Article
━━━━━━━━━━

8We have, however, devoted most of this year’s lectures to the study of two other texts, the Kantar anupūti, of which only the first part (51 stanzas) is authentic while the continuation quoted in many popular editions is not to be considered, and the Kantar alaṅkāram. These two poems are, in fact, as popular as the Tiruppukaḻ and were promptly edited as small books and brochures more than half a dozen times in the 19th c. as soon as Tamil printing became popular. The first is considered as summarising the quintessence of the mystic experience of Aruṇakirinātar, while the second is a viaticum, a kind of precious asset, learned by heart by many devotees as it is supposed to emphasise the omnipresence of Murukaṉ, thereby allowing for the conjuration of the phantasms of death that the cruel god Yama and his infernal emissaries incarnate. The poet himself urges his listeners:
“You were not studying unfailingly and with love the poems
To the One with sharp spear who halted and destroyed rebirth.
Will it be on the day when Kūṟṟaṉ (Yama), boiling with rage, spitting smoke, eyes like a stirred up fire,
Pulls the slipknot his lasso made around your neck, that you will study my poems?”
(st. 2; see also st. 27 & 56)
9Even more daring, he braves the god of death, and stands facing him:
“O murderer, riding your vicious buffalo! I won’t leave you before I see your back
And cut you off, for everybody to know! I am standing in the sacred presence
Of the Lord with the red spear which victoriously fought the cruel Cūraṉ (an asura).
On guard! Come out! It’s the sword of Shakti I’m holding in my hand!”
(st. 64; see also st. 50, 69, 107 etc.)
10No translation can do justice to the numerous alliterations in the original, nor to the subtle variations of the vocabulary which mixes together: 1) the usual Sanskrit terminology of Saivasiddhanta, 2) a selection of rare words from the Tamil old classics, and 3) a more “relaxed” or “soft” register, on the edge of the spoken language but still perfectly controlled. As such, Kantar alaṅkāram is considered rather easy to read, even though the author sometimes gives way to the temptation to surprise us, as when, at the end of a stanza in which, after praying to the Lord to grace him with “the desire to praise Him in pure Tamil” he abruptly goes on with a puzzling coda only a Sanskrit expert could read:
...paṇi pāca caṅkrāma paṇā makuṭa
nikarāṭ camapaṭca paṭci turaṅka nṛupakumarā
kukarāṭ cacapaṭca viṭcōpa tīra kuṇatuṅkaṉē (st. 52)
11“O Lord on the winged steed which nourishes itself on the restive crowd, crowned with hood, a nod of warring snakes, O Kumara, O Guha, O hero with eminent qualities who confuses the rakshasa!”
12That is not at all the usual vocabulary to designate, in Tamil, Murukaṉ’s mount, the peacock, which devours snakes, the snakes being also a possible illustration of the many attachments one has to get rid of. Further, the Tamil writing system here hardly dissimulates about the direct borrowing from Sanskrit, including the grammatical sandhi rules. This is only an extreme example, because Aruṇakirinātar usually uses the specific sounds of Sanskrit simply to improve the melody of his verses, and his Sanskrit vocabulary mainly consists of echoes of cultural reminiscences for the lettered to enjoy.

━━━━━━━━━━

Please copy the stretch of the passage on Aruṇakirinātar's poems from "Will it be on" through "Cūraṉ (an asura).".

Excerpts from point annotation data:

━━━━━━━━━━

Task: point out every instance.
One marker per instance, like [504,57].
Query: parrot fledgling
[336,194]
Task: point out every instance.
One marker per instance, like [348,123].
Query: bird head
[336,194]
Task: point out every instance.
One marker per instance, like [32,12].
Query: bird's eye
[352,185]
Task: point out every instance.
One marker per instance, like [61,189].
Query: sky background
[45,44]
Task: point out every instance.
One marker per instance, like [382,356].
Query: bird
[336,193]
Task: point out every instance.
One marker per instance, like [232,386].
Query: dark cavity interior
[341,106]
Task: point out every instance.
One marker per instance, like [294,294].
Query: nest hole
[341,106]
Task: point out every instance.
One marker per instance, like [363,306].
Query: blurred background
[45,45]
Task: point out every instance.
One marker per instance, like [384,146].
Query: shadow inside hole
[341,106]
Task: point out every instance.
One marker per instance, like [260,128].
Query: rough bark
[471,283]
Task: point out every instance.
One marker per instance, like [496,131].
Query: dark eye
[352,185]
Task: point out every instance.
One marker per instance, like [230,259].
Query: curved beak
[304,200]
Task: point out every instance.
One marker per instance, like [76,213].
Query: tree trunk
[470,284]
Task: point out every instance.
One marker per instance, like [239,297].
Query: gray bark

━━━━━━━━━━

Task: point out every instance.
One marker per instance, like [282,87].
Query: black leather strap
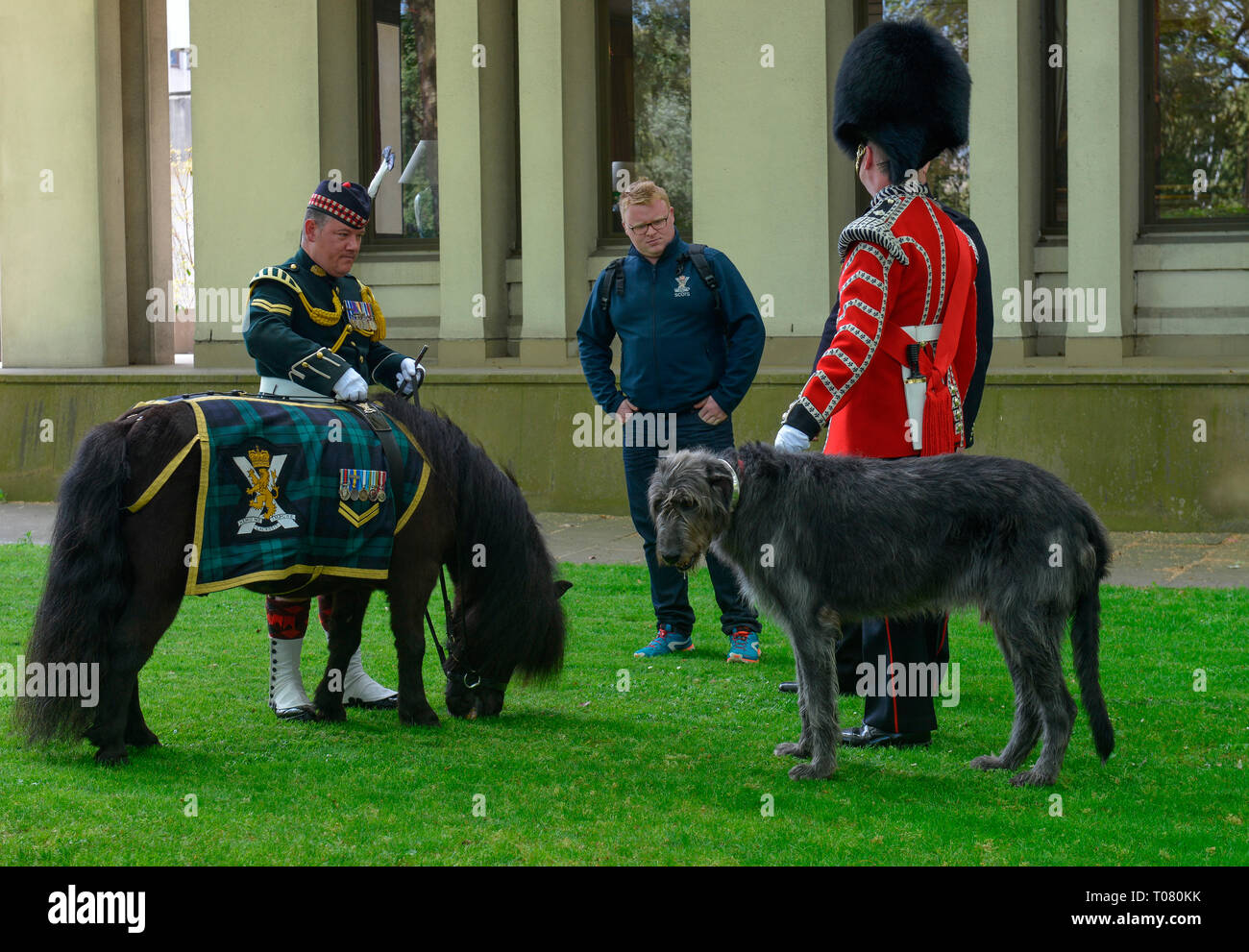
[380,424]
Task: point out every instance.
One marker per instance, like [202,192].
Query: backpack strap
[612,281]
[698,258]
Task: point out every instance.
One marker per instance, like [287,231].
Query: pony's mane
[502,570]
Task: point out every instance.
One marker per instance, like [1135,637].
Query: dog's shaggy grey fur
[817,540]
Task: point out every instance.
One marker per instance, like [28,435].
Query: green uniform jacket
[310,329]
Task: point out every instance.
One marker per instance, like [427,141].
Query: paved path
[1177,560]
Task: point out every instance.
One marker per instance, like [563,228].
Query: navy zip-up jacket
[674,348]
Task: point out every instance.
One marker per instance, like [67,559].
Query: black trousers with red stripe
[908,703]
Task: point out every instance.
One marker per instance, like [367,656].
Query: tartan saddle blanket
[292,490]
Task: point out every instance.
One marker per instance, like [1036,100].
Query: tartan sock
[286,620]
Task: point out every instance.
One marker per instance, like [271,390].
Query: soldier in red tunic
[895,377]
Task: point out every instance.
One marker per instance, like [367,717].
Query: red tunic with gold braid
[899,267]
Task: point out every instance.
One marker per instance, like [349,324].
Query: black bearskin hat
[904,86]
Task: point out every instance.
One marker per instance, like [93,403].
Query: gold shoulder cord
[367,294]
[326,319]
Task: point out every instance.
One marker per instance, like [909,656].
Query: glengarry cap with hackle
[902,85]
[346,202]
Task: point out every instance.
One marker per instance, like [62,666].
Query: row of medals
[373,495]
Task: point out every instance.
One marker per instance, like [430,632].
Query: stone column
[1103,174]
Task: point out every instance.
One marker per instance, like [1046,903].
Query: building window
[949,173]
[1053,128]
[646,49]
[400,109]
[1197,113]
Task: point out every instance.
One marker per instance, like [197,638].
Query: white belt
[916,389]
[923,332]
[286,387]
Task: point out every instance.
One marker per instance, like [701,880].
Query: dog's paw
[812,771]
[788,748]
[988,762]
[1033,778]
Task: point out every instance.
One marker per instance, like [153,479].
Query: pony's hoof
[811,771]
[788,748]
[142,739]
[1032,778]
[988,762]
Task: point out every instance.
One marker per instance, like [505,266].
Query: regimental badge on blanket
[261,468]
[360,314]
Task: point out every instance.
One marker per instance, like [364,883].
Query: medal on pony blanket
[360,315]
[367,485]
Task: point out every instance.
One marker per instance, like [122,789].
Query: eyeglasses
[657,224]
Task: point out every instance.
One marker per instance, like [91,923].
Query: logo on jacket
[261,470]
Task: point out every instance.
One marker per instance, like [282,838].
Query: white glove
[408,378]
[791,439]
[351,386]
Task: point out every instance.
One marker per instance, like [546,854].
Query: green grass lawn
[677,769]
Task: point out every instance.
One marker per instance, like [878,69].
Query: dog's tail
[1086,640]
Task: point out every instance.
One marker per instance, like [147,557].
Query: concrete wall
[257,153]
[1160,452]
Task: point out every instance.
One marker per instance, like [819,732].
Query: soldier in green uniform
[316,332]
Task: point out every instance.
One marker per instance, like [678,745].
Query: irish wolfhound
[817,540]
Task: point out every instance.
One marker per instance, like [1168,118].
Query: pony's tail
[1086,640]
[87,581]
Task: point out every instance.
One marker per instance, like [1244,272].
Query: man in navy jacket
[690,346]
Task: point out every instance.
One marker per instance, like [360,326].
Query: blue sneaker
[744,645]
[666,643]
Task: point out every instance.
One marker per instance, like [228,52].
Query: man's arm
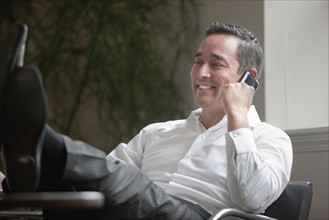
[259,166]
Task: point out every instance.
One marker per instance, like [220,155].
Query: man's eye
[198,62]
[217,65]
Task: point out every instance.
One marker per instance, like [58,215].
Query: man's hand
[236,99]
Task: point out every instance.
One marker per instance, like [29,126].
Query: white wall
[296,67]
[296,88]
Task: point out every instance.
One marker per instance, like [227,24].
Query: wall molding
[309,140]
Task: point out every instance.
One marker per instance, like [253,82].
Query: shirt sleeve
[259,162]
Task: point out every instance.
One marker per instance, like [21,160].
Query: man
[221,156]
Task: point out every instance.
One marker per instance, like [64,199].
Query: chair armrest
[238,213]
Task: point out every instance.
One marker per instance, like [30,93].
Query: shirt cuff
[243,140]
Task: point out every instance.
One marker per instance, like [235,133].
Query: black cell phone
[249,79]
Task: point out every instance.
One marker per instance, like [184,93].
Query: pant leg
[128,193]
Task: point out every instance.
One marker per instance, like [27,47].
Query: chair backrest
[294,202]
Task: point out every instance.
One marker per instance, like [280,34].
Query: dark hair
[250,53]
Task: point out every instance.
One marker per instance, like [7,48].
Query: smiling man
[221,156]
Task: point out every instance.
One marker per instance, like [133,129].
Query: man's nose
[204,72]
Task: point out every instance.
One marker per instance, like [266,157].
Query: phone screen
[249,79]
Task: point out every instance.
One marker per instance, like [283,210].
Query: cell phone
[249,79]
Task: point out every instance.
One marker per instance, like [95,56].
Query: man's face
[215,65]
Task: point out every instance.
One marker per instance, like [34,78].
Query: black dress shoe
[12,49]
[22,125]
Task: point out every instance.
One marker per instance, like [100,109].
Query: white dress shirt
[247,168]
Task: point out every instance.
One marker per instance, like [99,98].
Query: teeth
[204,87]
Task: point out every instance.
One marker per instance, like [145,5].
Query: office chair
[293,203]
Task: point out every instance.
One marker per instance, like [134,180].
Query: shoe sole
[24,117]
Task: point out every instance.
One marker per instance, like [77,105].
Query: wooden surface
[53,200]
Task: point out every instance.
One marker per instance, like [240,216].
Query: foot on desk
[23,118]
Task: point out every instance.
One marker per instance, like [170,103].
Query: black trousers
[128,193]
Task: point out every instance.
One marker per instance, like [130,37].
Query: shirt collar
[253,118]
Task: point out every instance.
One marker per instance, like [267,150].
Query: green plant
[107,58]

━━━━━━━━━━

Response to this exercise
Will it be on the day when Kūṟṟaṉ (Yama), boiling with rage, spitting smoke, eyes like a stirred up fire,
Pulls the slipknot his lasso made around your neck, that you will study my poems?”
(st. 2; see also st. 27 & 56)
9Even more daring, he braves the god of death, and stands facing him:
“O murderer, riding your vicious buffalo! I won’t leave you before I see your back
And cut you off, for everybody to know! I am standing in the sacred presence
Of the Lord with the red spear which victoriously fought the cruel Cūraṉ (an asura).